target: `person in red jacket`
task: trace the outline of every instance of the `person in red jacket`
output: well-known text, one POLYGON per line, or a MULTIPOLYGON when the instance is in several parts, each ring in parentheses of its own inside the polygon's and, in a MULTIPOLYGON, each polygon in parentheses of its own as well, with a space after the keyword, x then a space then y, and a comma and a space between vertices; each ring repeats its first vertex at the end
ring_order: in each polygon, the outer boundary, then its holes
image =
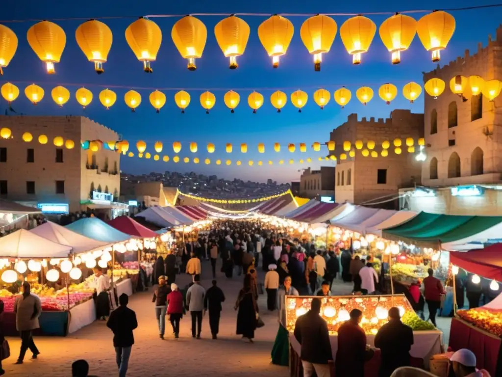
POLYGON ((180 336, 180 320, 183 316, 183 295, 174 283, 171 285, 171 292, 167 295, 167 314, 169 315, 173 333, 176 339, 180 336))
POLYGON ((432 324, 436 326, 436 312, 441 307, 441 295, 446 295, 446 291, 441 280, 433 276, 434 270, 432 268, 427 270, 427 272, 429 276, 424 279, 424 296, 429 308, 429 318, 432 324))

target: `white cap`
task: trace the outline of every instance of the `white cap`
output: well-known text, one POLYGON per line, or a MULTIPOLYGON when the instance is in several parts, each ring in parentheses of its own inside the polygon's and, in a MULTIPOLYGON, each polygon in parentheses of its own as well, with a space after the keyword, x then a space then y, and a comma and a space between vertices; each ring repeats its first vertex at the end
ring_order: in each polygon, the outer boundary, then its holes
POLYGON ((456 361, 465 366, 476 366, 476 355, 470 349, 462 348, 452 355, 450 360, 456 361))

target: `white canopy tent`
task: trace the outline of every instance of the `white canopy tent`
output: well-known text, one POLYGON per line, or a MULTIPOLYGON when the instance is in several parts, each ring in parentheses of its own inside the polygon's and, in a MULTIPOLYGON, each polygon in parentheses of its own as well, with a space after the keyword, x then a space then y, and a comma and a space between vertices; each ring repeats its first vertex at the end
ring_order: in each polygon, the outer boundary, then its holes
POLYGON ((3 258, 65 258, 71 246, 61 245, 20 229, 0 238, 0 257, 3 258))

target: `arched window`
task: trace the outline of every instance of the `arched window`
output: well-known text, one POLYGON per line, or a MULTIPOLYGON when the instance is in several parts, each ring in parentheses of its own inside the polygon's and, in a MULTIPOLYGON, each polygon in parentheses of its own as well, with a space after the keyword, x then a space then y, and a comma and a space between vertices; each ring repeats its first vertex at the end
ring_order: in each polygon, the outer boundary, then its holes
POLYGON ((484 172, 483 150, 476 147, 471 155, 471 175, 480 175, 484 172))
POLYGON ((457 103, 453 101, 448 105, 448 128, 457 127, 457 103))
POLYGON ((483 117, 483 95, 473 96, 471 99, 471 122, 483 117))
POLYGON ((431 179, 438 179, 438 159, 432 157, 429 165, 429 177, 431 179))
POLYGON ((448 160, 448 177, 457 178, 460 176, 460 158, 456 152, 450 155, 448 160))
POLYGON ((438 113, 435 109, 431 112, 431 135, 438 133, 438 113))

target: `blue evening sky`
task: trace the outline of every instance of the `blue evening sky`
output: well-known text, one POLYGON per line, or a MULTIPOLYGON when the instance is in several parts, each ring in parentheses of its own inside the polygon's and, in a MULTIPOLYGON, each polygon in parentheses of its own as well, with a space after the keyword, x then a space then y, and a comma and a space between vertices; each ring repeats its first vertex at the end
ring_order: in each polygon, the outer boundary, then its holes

> Problem details: Rewrite everything from the start of the items down to the line that contains "POLYGON ((432 324, 436", switching "red jacket" to "green jacket" and keeping all else the same. Leave the pictures out.

> Exercise answer:
target: `person in green jacket`
task: trace the outline of every instance of the `person in green jacket`
output: well-known text, one POLYGON per line, or a MULTIPOLYGON when the instance is in several parts, each ring in parentheses of its own inside the polygon's and, in a MULTIPOLYGON, each polygon in parentheses of its own as well, with a space after the keyword, x then a space then y, and a comma and a space between vertices; each ring repeats its first vertex at the end
ring_order: in each polygon, the outer boundary, then its holes
image =
POLYGON ((180 336, 180 320, 183 316, 183 295, 174 283, 171 285, 171 292, 167 295, 167 314, 169 315, 173 333, 176 339, 180 336))
POLYGON ((432 324, 436 326, 436 312, 441 307, 441 295, 446 295, 446 291, 441 280, 433 276, 434 270, 432 268, 427 270, 427 272, 429 276, 424 279, 424 296, 429 308, 429 318, 432 324))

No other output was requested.